— What you should do —
Show every line of the records that contains the string "shirt". Only matches with the same capitalization count.

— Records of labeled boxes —
========================
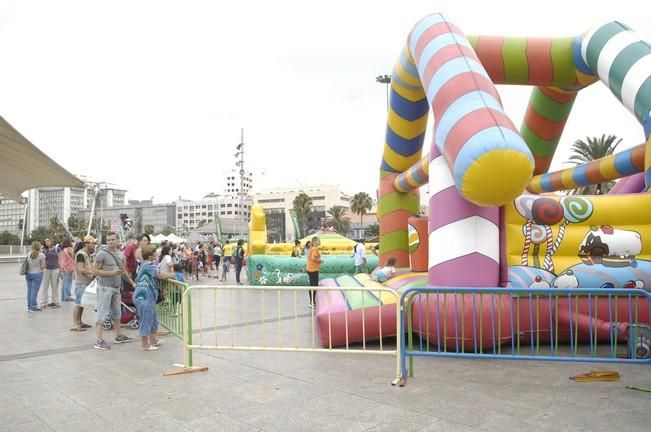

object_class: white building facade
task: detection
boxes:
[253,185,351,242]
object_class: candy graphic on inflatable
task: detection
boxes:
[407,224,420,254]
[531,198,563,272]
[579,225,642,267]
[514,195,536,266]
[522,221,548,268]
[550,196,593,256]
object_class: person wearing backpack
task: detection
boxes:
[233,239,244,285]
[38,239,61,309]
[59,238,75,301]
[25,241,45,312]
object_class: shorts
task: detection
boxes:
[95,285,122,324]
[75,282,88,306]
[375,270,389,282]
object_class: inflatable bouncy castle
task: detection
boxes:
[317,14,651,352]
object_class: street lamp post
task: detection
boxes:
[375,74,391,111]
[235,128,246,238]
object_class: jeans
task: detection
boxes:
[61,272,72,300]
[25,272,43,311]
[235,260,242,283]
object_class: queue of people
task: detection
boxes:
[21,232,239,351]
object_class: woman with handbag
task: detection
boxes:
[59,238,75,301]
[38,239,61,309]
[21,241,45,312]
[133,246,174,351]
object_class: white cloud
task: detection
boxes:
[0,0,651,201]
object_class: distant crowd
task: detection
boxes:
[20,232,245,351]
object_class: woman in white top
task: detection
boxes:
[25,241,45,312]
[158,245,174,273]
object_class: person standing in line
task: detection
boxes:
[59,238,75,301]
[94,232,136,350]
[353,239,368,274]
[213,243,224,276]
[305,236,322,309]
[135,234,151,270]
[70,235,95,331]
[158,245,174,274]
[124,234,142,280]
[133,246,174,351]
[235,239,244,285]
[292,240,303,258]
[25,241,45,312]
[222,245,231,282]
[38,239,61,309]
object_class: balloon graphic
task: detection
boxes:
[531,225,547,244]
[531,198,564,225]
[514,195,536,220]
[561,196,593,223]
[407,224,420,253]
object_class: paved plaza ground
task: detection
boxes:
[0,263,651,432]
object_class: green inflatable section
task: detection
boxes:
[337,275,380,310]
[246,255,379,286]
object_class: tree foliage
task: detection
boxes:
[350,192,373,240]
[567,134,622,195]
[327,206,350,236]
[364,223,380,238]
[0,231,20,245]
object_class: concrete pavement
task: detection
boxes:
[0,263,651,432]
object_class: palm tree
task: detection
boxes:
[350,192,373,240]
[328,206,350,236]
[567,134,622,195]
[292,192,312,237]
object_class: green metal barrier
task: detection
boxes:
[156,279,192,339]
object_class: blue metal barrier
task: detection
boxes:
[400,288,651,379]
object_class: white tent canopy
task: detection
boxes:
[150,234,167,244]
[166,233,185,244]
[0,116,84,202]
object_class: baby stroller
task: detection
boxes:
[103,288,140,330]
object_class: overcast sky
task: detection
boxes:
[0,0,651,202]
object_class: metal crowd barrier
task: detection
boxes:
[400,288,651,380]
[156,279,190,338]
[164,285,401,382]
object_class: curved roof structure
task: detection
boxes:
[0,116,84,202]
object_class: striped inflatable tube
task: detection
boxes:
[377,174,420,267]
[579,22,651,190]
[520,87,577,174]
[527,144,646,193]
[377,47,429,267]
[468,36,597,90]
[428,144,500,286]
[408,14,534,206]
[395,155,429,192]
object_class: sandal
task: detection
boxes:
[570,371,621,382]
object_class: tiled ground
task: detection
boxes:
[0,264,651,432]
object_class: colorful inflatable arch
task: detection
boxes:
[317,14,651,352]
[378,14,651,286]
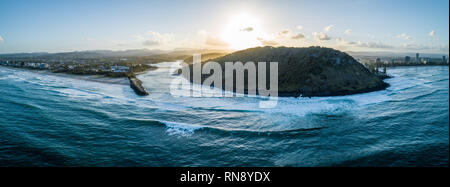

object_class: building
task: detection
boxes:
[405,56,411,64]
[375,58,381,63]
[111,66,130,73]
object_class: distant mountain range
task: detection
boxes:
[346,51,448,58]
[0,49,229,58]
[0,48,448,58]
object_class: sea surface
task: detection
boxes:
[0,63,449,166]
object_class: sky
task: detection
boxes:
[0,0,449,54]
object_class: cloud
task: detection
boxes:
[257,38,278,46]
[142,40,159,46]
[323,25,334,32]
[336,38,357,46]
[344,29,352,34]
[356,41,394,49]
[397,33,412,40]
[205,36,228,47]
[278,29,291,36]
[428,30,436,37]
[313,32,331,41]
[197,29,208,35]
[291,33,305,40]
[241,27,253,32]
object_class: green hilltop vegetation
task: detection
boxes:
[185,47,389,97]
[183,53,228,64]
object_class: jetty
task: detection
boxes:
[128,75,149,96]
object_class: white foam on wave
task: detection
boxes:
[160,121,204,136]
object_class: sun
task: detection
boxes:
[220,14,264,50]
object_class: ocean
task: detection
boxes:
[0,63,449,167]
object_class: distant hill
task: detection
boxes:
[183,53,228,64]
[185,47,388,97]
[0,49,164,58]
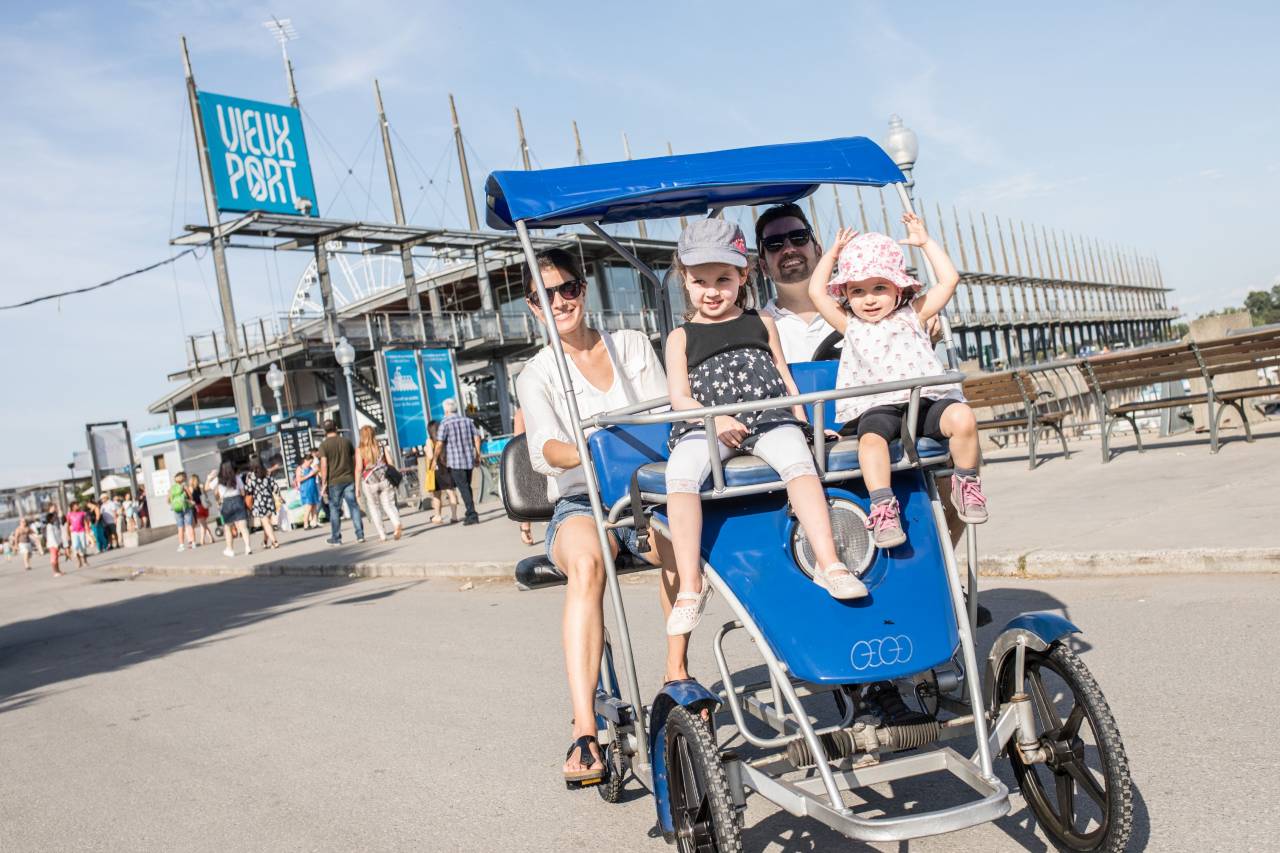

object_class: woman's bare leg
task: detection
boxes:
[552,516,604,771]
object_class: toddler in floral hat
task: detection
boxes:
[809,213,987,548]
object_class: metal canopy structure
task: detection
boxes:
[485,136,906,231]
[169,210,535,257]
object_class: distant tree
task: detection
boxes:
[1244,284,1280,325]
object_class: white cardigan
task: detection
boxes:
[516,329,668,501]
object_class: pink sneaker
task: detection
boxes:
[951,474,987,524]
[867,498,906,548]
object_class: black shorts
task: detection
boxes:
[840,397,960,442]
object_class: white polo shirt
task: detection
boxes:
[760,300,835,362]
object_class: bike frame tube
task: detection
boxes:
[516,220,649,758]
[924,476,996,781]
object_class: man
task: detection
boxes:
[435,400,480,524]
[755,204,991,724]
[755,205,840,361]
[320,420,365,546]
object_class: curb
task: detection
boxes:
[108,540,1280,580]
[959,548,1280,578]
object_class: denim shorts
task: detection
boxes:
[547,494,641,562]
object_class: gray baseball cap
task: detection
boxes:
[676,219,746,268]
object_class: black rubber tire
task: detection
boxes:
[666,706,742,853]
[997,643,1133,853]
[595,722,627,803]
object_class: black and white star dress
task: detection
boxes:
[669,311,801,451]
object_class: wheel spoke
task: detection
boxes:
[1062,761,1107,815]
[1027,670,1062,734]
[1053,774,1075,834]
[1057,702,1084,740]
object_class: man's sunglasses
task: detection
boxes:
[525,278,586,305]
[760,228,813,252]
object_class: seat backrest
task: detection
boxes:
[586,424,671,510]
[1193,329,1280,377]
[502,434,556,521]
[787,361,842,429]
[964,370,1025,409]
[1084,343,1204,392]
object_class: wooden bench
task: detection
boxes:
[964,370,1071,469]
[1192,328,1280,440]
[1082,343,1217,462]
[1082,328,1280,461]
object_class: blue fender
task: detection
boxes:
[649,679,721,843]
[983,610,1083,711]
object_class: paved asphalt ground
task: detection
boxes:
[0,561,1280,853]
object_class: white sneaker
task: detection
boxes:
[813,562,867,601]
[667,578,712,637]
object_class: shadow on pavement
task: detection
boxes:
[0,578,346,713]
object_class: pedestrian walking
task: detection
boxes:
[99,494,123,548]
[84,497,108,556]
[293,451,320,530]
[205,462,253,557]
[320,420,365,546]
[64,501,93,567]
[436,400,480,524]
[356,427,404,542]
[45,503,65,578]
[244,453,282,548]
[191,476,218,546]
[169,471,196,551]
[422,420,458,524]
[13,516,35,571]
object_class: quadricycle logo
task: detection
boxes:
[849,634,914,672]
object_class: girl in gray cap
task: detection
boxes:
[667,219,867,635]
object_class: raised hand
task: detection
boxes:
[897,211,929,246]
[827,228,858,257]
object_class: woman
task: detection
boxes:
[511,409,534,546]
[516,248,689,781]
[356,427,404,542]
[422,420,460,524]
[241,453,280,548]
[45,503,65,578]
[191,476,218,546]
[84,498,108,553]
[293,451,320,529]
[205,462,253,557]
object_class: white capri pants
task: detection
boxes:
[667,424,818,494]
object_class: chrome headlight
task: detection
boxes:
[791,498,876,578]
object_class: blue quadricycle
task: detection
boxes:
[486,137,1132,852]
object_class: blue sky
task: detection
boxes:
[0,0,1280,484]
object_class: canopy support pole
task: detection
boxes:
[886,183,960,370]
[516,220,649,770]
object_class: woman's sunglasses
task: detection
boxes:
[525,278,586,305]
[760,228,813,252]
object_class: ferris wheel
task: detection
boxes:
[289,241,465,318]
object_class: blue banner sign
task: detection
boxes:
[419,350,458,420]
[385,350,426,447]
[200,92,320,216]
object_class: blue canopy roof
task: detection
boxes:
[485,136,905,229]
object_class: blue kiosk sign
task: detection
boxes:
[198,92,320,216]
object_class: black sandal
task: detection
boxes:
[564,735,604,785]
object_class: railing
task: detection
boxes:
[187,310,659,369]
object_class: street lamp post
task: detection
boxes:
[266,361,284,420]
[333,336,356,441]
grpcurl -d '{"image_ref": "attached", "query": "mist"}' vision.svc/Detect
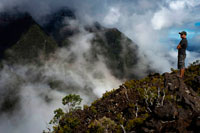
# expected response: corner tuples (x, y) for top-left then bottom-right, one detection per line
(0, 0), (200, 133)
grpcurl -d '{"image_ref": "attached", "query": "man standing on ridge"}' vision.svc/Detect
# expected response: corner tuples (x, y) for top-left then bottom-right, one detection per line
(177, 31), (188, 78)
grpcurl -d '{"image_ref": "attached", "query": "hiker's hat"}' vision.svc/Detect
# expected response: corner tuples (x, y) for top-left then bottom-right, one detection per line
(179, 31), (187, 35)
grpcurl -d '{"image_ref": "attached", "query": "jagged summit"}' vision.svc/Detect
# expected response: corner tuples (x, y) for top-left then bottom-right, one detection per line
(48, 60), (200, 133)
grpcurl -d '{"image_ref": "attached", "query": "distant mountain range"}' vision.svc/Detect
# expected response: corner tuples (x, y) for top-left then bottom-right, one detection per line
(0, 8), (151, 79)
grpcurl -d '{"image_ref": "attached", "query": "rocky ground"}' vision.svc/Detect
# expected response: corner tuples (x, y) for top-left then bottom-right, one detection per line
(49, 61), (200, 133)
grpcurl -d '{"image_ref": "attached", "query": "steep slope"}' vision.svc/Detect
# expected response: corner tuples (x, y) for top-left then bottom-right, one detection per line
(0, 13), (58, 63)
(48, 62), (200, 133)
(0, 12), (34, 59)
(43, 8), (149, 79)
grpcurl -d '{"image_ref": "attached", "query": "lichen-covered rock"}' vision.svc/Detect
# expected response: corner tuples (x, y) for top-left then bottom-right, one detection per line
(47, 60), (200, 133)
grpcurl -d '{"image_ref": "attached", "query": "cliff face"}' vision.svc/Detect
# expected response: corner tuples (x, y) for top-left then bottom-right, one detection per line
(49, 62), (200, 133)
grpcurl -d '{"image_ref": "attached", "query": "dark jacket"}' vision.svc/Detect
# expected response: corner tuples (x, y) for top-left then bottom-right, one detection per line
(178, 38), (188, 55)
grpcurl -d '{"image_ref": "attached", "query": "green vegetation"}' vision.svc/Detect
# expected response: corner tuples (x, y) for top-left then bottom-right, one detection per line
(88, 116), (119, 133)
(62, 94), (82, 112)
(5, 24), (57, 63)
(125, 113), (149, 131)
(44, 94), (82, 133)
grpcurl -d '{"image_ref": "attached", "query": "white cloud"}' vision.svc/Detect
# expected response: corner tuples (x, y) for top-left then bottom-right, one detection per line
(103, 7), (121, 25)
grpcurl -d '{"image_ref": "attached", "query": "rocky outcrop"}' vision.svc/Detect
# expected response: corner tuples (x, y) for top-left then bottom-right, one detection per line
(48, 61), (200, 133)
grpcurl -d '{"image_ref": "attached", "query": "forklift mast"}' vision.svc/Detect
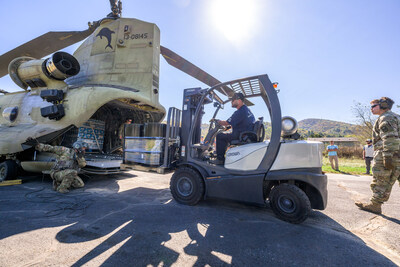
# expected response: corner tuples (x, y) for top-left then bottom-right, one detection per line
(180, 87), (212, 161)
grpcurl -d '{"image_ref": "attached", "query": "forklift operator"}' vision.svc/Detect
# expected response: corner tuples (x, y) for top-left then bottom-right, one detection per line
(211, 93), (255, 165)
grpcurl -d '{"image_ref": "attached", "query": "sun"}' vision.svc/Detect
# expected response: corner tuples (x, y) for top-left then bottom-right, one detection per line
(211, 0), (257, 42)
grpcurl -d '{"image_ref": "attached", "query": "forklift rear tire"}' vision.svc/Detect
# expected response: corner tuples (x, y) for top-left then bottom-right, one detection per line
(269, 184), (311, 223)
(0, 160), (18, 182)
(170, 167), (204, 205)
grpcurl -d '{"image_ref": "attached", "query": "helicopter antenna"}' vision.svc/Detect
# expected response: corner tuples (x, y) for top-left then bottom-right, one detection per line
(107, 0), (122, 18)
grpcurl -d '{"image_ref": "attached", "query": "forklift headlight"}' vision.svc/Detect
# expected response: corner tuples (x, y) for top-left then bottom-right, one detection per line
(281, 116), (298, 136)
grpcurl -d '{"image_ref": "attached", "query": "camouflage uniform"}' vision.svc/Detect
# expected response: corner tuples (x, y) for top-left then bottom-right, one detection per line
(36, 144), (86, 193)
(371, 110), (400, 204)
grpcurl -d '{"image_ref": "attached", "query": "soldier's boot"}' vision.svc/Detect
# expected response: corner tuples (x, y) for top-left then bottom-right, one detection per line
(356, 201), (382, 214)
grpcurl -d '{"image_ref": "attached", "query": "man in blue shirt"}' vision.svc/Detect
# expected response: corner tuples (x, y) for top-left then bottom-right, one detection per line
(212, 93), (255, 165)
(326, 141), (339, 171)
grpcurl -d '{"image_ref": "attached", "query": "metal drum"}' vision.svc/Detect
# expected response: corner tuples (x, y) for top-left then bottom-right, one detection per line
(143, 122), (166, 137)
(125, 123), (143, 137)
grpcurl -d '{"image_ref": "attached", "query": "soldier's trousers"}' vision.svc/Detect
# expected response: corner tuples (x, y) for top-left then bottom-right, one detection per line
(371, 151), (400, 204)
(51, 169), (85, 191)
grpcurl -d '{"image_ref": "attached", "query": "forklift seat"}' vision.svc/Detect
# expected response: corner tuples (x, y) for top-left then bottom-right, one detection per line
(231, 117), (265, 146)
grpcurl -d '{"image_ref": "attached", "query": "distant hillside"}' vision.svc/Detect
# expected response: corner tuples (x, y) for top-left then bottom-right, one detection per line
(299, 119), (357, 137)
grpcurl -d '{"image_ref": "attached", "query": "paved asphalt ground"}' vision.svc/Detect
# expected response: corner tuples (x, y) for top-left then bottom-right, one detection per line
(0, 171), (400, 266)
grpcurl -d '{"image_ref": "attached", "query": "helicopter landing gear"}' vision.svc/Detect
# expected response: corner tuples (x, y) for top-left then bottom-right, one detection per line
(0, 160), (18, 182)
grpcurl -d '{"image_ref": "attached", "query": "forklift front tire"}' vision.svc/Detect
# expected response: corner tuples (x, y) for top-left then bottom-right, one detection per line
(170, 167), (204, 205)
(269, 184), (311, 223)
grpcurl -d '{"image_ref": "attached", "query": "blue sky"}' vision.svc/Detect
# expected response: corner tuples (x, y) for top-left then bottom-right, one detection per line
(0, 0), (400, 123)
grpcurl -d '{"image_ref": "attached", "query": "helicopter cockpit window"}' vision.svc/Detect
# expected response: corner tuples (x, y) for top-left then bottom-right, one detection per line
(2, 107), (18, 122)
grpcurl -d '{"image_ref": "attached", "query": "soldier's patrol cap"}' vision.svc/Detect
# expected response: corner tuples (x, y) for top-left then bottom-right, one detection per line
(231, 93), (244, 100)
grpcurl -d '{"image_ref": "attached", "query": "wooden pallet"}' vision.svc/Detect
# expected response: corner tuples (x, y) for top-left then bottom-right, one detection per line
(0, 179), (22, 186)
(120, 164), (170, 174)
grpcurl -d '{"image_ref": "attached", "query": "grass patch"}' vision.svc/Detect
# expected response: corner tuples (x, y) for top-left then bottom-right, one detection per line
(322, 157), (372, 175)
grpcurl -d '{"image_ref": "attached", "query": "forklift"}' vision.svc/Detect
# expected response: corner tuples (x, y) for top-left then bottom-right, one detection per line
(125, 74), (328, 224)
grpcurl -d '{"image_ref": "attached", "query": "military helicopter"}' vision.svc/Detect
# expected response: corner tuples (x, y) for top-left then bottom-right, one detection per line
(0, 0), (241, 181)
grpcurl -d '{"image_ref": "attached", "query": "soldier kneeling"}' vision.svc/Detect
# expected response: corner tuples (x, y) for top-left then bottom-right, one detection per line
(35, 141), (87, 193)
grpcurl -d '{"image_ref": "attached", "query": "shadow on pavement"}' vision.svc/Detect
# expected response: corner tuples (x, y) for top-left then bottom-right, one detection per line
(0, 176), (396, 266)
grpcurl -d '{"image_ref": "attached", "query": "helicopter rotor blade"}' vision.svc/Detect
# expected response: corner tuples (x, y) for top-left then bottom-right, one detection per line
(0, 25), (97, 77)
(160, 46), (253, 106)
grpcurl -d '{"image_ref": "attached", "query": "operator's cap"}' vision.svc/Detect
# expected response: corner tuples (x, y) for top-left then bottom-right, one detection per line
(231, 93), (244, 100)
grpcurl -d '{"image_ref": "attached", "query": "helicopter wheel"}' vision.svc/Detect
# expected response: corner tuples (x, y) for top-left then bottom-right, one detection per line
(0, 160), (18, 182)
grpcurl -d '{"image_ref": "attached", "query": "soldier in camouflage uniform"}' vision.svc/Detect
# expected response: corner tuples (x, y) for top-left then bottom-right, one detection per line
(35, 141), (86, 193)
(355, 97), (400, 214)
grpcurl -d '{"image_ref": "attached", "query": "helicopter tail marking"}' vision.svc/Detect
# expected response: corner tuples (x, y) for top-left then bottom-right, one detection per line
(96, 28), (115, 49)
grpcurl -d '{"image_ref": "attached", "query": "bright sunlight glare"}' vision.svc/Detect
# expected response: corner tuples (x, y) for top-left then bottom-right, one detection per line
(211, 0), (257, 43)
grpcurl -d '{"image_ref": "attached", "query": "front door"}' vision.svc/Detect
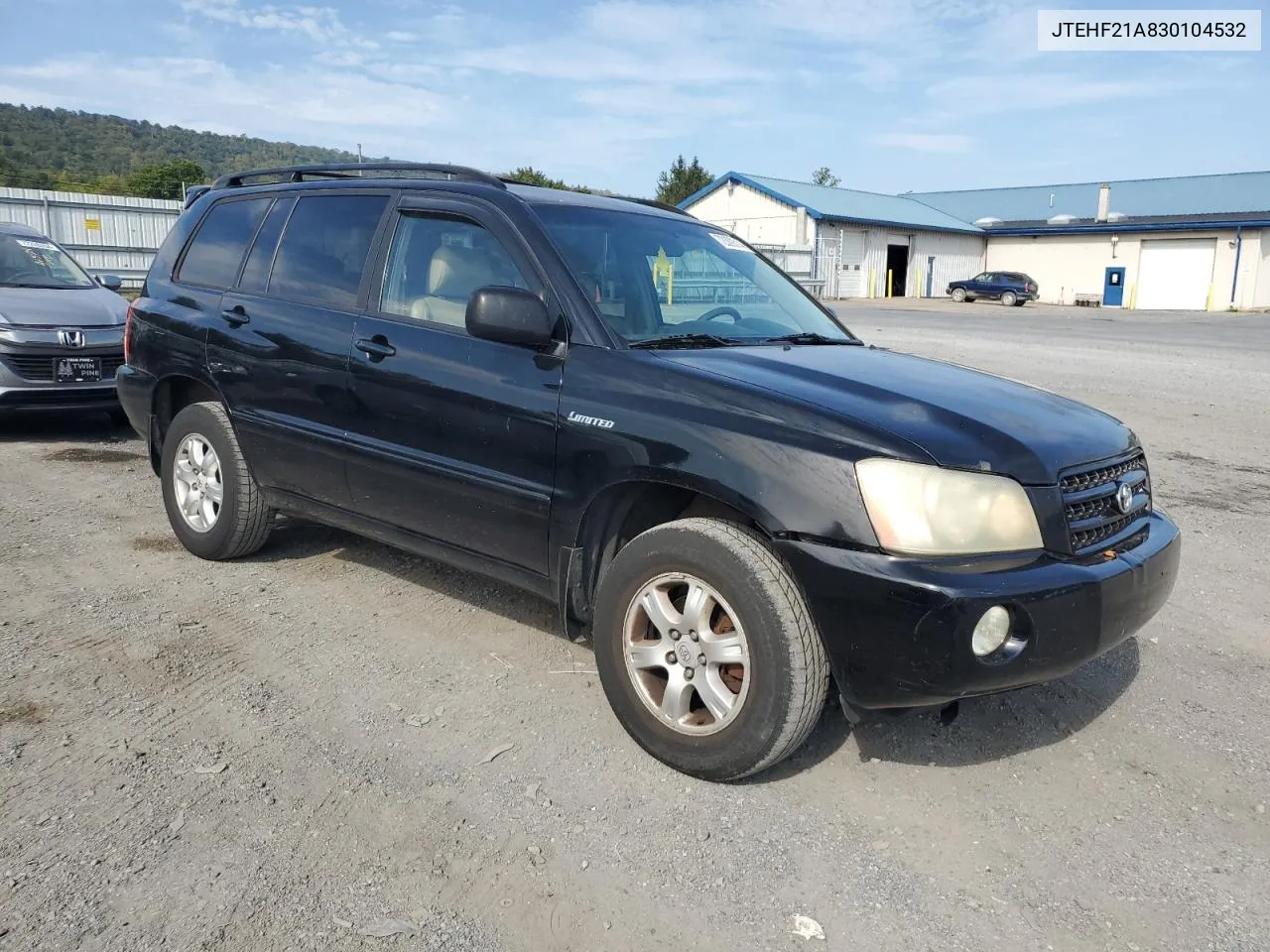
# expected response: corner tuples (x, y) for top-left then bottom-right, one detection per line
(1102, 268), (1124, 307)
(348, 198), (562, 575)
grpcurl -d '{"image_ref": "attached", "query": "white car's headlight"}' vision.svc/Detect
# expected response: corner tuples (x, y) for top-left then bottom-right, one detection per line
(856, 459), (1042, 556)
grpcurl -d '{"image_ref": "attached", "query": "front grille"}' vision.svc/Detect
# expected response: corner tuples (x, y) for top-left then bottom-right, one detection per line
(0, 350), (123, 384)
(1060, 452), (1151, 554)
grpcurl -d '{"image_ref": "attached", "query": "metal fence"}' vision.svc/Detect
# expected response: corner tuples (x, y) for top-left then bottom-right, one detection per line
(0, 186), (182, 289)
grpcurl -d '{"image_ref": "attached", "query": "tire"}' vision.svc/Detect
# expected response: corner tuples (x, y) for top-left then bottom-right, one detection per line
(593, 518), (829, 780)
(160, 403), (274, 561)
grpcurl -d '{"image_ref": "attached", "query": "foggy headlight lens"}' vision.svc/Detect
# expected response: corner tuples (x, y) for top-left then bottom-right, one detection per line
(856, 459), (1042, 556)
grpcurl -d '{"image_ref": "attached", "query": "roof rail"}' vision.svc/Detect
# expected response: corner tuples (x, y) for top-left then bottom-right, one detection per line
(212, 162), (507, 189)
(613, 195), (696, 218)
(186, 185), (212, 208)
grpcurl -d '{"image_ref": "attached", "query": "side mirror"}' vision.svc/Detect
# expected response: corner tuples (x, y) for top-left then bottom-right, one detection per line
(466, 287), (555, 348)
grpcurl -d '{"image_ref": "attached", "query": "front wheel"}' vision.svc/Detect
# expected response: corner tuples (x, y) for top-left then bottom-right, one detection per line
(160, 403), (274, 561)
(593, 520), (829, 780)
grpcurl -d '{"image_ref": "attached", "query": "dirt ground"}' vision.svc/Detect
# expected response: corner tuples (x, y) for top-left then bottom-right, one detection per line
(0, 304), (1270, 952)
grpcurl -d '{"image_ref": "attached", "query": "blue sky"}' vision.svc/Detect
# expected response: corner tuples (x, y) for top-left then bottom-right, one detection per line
========================
— Result —
object_class: white polo shirt
grpcurl -d '{"image_ref": "attached", "query": "man in blue shirt"}' vision.svc/Detect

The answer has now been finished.